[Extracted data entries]
■ ■ ■ ■ ■ ■ ■

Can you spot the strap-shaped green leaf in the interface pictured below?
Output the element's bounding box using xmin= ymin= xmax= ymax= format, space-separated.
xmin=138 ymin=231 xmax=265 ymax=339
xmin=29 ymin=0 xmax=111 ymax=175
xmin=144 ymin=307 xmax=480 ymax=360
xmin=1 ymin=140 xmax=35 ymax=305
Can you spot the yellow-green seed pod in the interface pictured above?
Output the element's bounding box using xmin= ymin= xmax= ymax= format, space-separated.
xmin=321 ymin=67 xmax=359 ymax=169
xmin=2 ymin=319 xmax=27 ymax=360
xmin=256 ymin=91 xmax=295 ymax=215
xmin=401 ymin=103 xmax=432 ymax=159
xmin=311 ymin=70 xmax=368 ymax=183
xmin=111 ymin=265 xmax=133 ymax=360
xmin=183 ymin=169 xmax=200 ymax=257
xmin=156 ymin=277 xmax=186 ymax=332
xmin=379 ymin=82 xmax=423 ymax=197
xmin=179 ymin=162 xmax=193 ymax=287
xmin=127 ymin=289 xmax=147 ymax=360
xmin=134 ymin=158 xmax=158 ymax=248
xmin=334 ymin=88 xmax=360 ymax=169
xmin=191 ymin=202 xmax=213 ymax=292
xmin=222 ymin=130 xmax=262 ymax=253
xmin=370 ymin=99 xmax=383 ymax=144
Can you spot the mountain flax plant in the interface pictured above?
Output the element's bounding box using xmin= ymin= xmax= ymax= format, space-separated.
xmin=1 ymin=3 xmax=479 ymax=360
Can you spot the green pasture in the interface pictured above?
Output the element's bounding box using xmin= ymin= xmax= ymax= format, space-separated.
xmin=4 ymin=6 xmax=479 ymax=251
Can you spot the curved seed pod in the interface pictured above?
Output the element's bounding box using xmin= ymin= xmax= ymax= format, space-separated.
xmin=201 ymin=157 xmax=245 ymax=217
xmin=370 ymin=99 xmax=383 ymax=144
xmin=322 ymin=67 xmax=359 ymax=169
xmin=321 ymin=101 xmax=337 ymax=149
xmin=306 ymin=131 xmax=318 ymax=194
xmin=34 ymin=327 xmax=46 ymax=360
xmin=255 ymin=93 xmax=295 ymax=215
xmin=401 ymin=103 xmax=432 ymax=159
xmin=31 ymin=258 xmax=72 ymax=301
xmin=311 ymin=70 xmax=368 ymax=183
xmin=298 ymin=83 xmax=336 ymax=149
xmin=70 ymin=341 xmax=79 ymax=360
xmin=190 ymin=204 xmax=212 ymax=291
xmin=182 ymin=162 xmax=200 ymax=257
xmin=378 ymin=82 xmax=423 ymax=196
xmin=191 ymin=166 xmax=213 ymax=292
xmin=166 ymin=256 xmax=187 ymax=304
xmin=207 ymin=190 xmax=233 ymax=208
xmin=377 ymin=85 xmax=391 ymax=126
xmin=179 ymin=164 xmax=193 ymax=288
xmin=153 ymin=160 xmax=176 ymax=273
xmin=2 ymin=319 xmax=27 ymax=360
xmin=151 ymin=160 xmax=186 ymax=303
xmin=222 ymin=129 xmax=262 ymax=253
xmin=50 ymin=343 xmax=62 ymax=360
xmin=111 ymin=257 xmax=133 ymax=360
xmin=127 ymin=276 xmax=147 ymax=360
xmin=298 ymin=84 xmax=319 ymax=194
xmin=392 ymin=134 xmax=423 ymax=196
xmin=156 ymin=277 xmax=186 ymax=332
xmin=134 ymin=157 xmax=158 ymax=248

■ ■ ■ ■ ■ ■ ■

**Work instructions:** Print the data above again, with nothing altered and nothing left out.

**Reply:**
Can you spot the strap-shaped green leaf in the interface pictured below?
Output the element's bounding box using xmin= ymin= xmax= ymax= format, space-separated.
xmin=138 ymin=231 xmax=265 ymax=339
xmin=29 ymin=0 xmax=111 ymax=175
xmin=144 ymin=307 xmax=480 ymax=360
xmin=1 ymin=140 xmax=35 ymax=305
Can you spot the yellow-green seed pod in the interface pictured above?
Output the element's bounding box using xmin= ymin= xmax= ymax= format, space-separated.
xmin=321 ymin=67 xmax=359 ymax=169
xmin=2 ymin=319 xmax=27 ymax=360
xmin=256 ymin=91 xmax=295 ymax=215
xmin=401 ymin=103 xmax=432 ymax=159
xmin=311 ymin=70 xmax=368 ymax=183
xmin=111 ymin=265 xmax=133 ymax=360
xmin=183 ymin=169 xmax=200 ymax=257
xmin=156 ymin=277 xmax=186 ymax=332
xmin=379 ymin=82 xmax=423 ymax=197
xmin=179 ymin=162 xmax=193 ymax=287
xmin=127 ymin=289 xmax=147 ymax=360
xmin=134 ymin=158 xmax=158 ymax=248
xmin=334 ymin=88 xmax=360 ymax=169
xmin=191 ymin=202 xmax=213 ymax=292
xmin=222 ymin=130 xmax=262 ymax=253
xmin=370 ymin=99 xmax=383 ymax=144
Can you spot the mountain flax plant in the interface pictured above?
Output the element's bounding box using xmin= ymin= xmax= ymax= format, space-separated.
xmin=1 ymin=3 xmax=479 ymax=360
Can you spot the green pasture in the interface pictured above?
Output the element's bounding box using xmin= ymin= xmax= ymax= format, space-separated.
xmin=4 ymin=6 xmax=479 ymax=251
Can you spot the curved seed pod in the interface pictured above?
Output the element's bounding box using xmin= ymin= xmax= ymax= format, space-separated.
xmin=201 ymin=157 xmax=245 ymax=217
xmin=370 ymin=99 xmax=383 ymax=144
xmin=322 ymin=67 xmax=359 ymax=169
xmin=321 ymin=101 xmax=337 ymax=149
xmin=306 ymin=131 xmax=318 ymax=194
xmin=34 ymin=327 xmax=46 ymax=360
xmin=255 ymin=93 xmax=295 ymax=215
xmin=401 ymin=103 xmax=432 ymax=159
xmin=31 ymin=258 xmax=72 ymax=301
xmin=311 ymin=70 xmax=368 ymax=183
xmin=298 ymin=83 xmax=336 ymax=149
xmin=70 ymin=341 xmax=79 ymax=360
xmin=190 ymin=204 xmax=212 ymax=291
xmin=182 ymin=162 xmax=200 ymax=257
xmin=378 ymin=82 xmax=423 ymax=196
xmin=191 ymin=166 xmax=213 ymax=292
xmin=166 ymin=256 xmax=187 ymax=304
xmin=207 ymin=190 xmax=233 ymax=208
xmin=377 ymin=85 xmax=391 ymax=126
xmin=179 ymin=164 xmax=193 ymax=288
xmin=153 ymin=160 xmax=176 ymax=273
xmin=2 ymin=319 xmax=27 ymax=360
xmin=151 ymin=160 xmax=186 ymax=303
xmin=222 ymin=129 xmax=262 ymax=253
xmin=50 ymin=343 xmax=62 ymax=360
xmin=111 ymin=257 xmax=133 ymax=360
xmin=127 ymin=276 xmax=147 ymax=360
xmin=298 ymin=84 xmax=319 ymax=194
xmin=392 ymin=134 xmax=423 ymax=196
xmin=156 ymin=277 xmax=186 ymax=332
xmin=134 ymin=157 xmax=158 ymax=248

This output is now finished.